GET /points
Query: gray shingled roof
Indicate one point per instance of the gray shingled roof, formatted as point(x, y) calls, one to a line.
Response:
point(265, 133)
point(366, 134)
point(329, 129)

......

▶ [To do]: Considering only lines that hold the word "roof", work out how many appear in the listing above and give that number only.

▶ [Response to the exercise]: 2